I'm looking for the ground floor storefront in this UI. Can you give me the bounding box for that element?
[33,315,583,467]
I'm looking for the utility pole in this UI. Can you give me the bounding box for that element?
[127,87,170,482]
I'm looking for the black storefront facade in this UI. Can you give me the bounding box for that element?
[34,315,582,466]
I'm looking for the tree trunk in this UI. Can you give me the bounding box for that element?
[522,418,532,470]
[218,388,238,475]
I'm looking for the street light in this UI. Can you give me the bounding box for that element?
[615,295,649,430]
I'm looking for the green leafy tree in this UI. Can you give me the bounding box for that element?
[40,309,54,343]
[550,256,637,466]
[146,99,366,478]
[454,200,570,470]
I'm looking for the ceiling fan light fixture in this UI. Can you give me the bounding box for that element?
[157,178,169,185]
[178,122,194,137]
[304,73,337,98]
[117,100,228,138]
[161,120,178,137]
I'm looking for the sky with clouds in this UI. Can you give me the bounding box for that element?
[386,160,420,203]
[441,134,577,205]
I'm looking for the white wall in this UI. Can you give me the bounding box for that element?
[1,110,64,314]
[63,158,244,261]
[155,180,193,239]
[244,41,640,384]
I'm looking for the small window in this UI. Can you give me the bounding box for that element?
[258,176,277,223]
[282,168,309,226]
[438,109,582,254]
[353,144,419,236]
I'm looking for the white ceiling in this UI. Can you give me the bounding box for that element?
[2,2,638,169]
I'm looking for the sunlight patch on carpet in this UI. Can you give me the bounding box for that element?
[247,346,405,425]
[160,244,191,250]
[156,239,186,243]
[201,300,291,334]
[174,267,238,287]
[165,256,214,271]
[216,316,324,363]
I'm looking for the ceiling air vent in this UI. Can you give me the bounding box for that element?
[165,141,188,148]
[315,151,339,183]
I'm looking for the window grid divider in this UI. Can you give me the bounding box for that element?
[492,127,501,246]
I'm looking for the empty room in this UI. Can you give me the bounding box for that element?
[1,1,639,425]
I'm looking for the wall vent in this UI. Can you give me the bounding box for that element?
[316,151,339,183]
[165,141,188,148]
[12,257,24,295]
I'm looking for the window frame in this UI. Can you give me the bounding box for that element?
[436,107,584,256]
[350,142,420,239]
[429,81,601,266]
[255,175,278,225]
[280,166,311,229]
━━━
#### Problem:
All of the material must be given again exactly.

#### Output of the task:
I'm looking for the ground floor storefront in this UI. Can you give me the bounding box for that element?
[33,315,583,467]
I'm looking for the utility pole in this UI. Can you give me the bounding box for that element?
[127,87,170,482]
I'm looking for the black storefront facade in this UI. Can you give me the bounding box for that element?
[34,315,582,466]
I'm looking for the tree trunk in this UI. Can you give me the bounding box for that element?
[522,418,532,470]
[218,388,238,475]
I'm looking for the street light in this UI. Can you give me the bounding box for that element?
[615,295,649,430]
I'm looking for the green leafy tree in this UI. Can you give me the bounding box for that element?
[40,309,54,343]
[550,256,637,466]
[146,99,366,478]
[454,200,570,470]
I'm looking for the ceiling fan light fixture in this UI. Can you give me the bounding box for that element?
[157,178,169,185]
[178,122,194,137]
[304,73,337,98]
[117,100,228,138]
[161,120,178,137]
I'm looking for the sky with clouds in this UI. Can you give me the bounding box for that element?
[386,160,420,203]
[441,134,577,205]
I'm looking for the white wall in this UI. Can you give me the bounding box for that element?
[1,110,64,314]
[63,158,244,261]
[155,180,193,239]
[244,41,640,384]
I'm looking for the small window in this UI. Can you give me the bounding box for that element?
[258,176,277,223]
[282,168,309,226]
[438,109,582,254]
[353,144,419,236]
I'm looking for the white ceiling in this UI. Can you give me the bounding box for that element?
[2,2,638,169]
I'm looking for the sunlight patch on carpet in this UI. Can you give me the bounding box for that element?
[247,346,405,425]
[160,244,191,250]
[156,239,186,243]
[201,300,291,334]
[174,267,238,287]
[165,256,214,271]
[216,316,324,363]
I'm looking for the ceiling air vent in this UI. Can you give me the bounding box for that element?
[165,141,188,148]
[315,151,339,183]
I'm looking for the window grid divider in this UI. Can you give me the bounding box for that element?
[492,127,501,246]
I'm looking for the empty room in this UI. Can you give me the bounding box for that element?
[1,1,639,425]
I'm looking for the wall vent in this UI. Can you give me the bounding box for that element?
[316,151,339,183]
[165,141,188,148]
[12,257,24,295]
I'm looking for the window frame in this UI. Can you give me the bounding box for that element?
[436,107,584,256]
[350,142,420,239]
[429,81,601,266]
[255,175,278,225]
[280,166,311,229]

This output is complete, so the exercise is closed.